> WORK TASK: Your job is to copy the data that follows exactly, every line included.

════════

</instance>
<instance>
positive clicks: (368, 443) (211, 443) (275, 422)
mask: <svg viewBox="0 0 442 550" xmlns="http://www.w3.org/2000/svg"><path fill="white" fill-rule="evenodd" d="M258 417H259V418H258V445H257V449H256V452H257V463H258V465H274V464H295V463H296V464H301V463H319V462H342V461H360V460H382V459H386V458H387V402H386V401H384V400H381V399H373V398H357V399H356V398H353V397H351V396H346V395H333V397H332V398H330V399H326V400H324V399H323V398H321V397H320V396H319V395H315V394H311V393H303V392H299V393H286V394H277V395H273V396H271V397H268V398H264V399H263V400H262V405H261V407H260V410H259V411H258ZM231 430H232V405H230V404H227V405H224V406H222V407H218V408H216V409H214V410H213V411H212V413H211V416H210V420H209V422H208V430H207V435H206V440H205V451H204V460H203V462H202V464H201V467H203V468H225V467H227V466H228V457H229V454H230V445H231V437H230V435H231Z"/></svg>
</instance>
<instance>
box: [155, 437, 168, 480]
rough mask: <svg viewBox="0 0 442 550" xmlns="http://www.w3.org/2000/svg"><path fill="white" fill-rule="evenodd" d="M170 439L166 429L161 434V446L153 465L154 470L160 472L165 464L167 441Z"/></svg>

════════

> EXERCISE RESULT:
</instance>
<instance>
positive clicks: (368, 443) (211, 443) (275, 422)
mask: <svg viewBox="0 0 442 550" xmlns="http://www.w3.org/2000/svg"><path fill="white" fill-rule="evenodd" d="M258 417H259V418H258V445H257V449H256V452H257V463H258V465H274V464H295V463H296V464H301V463H319V462H342V461H360V460H382V459H386V458H387V402H386V401H384V400H381V399H373V398H357V399H356V398H353V397H351V396H346V395H333V397H332V398H330V399H326V400H324V399H323V398H321V397H320V396H319V395H315V394H311V393H303V392H299V393H286V394H277V395H273V396H271V397H268V398H264V399H263V400H262V405H261V407H260V410H259V411H258ZM231 430H232V405H230V404H227V405H224V406H222V407H218V408H216V409H214V410H213V411H212V413H211V416H210V420H209V422H208V430H207V435H206V440H205V451H204V460H203V462H202V464H201V467H203V468H225V467H227V466H228V457H229V454H230V445H231V437H230V435H231Z"/></svg>
</instance>
<instance>
box: [155, 437, 168, 480]
rough mask: <svg viewBox="0 0 442 550" xmlns="http://www.w3.org/2000/svg"><path fill="white" fill-rule="evenodd" d="M170 439L166 429L161 434V446L153 465L154 470L160 472L165 464L167 441Z"/></svg>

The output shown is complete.